[MATERIAL FOR THIS EXERCISE — start]

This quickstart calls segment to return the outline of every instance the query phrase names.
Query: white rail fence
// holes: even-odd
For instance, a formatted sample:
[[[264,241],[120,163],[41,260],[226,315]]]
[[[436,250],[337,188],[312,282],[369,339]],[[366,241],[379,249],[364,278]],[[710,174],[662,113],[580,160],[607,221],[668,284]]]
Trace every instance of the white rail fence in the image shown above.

[MATERIAL FOR THIS EXERCISE — finish]
[MATERIAL FOR THIS EXERCISE — start]

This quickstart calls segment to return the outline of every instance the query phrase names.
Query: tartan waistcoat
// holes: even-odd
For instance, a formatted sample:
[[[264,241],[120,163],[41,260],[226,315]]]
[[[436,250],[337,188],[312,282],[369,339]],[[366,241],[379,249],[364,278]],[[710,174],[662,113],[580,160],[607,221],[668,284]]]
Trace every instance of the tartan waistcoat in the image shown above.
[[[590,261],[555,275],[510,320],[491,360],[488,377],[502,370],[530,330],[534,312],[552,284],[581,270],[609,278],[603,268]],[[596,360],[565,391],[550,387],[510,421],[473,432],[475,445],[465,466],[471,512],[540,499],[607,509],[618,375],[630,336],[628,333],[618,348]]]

[MATERIAL FOR THIS EXERCISE — finish]

Among the records above, which lines hold the word "rail"? Copy each one.

◆ **ANSWER TO THE EXERCISE**
Query: white rail fence
Trace every instance of the white rail fence in the image shown above.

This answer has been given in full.